━━ Text block
Doctor on Demand expands through Walmart collaboration
Health and hygiene company RB said consumers who purchase certain products at Walmart will receive a free medical video visit.
Walmart and the parent company of Mucinex are partnering with Doctor On Demand, a virtual care provider headquartered in California that has spread nationwide and is steadily expanding.
On Wednesday, RB, the English-based health and hygiene company, announced that consumers who purchase their products Mucinex, Airborne or Digestive Advantage at Walmart stores or through walmart.com would receive a limited-time offer for a medical video visit with a Doctor on Demand physician at no cost.
Doctor on Demand already has a number of direct contracts with large employers including Walmart, Wells Fargo, Comcast, American and United Airlines. Employees at these companies are able to use Doctor on Demand services.
WHY THIS MATTERS
Virtual care is a big part of the future of healthcare. It is not replacing face-to-face physician visits, but represents a less expensive, more convenient consumer care experience, exactly the direction the healthcare industry has been told to head.
━━━━
Reproduce the passage of the article on Doctor on Demand's partnership with Walmart that begins with "On Wednesday, RB, the" and goes on through "told to head.". The listing that comes next is separate material and has no connection to the article on Doctor on Demand's partnership with Walmart.
━━ Data shown
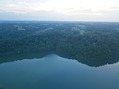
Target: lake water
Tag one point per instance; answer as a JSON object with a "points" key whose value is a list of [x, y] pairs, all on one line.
{"points": [[54, 72]]}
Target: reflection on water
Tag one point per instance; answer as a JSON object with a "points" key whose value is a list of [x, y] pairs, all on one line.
{"points": [[89, 62], [54, 72]]}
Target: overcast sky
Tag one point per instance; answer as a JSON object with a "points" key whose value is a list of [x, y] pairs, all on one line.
{"points": [[61, 10]]}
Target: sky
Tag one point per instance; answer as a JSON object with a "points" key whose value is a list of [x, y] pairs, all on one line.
{"points": [[60, 10]]}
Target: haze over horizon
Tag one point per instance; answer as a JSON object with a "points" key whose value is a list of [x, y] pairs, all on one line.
{"points": [[60, 10]]}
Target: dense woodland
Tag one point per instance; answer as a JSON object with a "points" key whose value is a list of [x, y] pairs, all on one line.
{"points": [[75, 40]]}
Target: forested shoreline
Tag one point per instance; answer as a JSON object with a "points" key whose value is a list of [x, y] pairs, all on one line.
{"points": [[81, 42]]}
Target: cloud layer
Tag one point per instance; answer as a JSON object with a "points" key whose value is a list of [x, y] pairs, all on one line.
{"points": [[80, 10]]}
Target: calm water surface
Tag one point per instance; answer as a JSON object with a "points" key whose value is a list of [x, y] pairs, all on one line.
{"points": [[54, 72]]}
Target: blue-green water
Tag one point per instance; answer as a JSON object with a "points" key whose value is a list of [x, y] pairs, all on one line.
{"points": [[54, 72]]}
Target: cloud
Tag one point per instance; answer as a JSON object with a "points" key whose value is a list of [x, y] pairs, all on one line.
{"points": [[60, 9]]}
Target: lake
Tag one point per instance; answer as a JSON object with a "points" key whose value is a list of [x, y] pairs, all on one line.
{"points": [[55, 72]]}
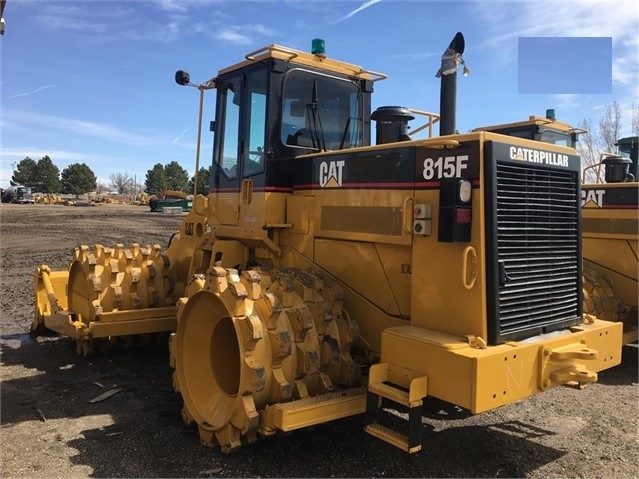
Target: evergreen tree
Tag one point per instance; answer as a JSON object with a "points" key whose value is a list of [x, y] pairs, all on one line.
{"points": [[177, 178], [26, 173], [48, 176], [203, 182], [78, 179], [155, 182]]}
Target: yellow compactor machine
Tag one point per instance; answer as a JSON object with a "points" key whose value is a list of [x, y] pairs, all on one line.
{"points": [[610, 220], [610, 210], [323, 275]]}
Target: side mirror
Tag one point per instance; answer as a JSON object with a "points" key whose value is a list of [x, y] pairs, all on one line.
{"points": [[182, 77]]}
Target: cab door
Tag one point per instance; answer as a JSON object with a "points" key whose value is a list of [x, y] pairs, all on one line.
{"points": [[252, 200], [225, 187]]}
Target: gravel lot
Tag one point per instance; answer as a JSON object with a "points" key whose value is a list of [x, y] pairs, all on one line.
{"points": [[50, 429]]}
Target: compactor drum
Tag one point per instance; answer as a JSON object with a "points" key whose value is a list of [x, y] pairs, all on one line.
{"points": [[322, 276]]}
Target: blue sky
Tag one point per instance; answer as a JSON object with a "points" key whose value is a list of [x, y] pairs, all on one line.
{"points": [[93, 81]]}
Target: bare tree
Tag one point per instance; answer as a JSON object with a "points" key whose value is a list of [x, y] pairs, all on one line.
{"points": [[603, 140], [588, 148], [121, 182], [101, 188], [610, 127]]}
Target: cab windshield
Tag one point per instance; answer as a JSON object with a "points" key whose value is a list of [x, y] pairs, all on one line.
{"points": [[556, 137], [320, 112]]}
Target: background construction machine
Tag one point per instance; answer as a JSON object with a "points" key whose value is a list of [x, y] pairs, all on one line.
{"points": [[323, 275], [610, 211]]}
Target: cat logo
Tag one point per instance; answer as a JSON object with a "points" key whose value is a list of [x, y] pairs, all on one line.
{"points": [[592, 198], [331, 174]]}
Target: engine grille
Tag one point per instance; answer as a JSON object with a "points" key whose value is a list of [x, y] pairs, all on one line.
{"points": [[537, 250]]}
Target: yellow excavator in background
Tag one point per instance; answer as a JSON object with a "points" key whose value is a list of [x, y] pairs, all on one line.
{"points": [[323, 275]]}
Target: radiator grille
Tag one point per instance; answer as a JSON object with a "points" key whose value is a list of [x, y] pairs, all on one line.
{"points": [[538, 250]]}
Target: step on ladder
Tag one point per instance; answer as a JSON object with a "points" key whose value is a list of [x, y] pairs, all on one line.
{"points": [[402, 386]]}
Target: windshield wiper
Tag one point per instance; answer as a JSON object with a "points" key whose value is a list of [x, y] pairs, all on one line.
{"points": [[317, 132]]}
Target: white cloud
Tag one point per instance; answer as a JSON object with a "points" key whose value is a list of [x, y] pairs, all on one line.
{"points": [[243, 34], [363, 6], [503, 23], [77, 127], [44, 87]]}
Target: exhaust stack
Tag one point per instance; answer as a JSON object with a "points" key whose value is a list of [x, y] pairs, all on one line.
{"points": [[451, 59]]}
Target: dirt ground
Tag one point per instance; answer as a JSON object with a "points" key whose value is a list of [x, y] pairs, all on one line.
{"points": [[49, 428]]}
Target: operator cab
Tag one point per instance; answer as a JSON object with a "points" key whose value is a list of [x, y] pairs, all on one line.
{"points": [[629, 148], [282, 103], [546, 130]]}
━━━━
Response to the exercise
On Wednesday, RB, the English-based health and hygiene company, announced that consumers who purchase their products Mucinex, Airborne or Digestive Advantage at Walmart stores or through walmart.com would receive a limited-time offer for a medical video visit with a Doctor on Demand physician at no cost.
Doctor on Demand already has a number of direct contracts with large employers including Walmart, Wells Fargo, Comcast, American and United Airlines. Employees at these companies are able to use Doctor on Demand services.
WHY THIS MATTERS
Virtual care is a big part of the future of healthcare. It is not replacing face-to-face physician visits, but represents a less expensive, more convenient consumer care experience, exactly the direction the healthcare industry has been told to head.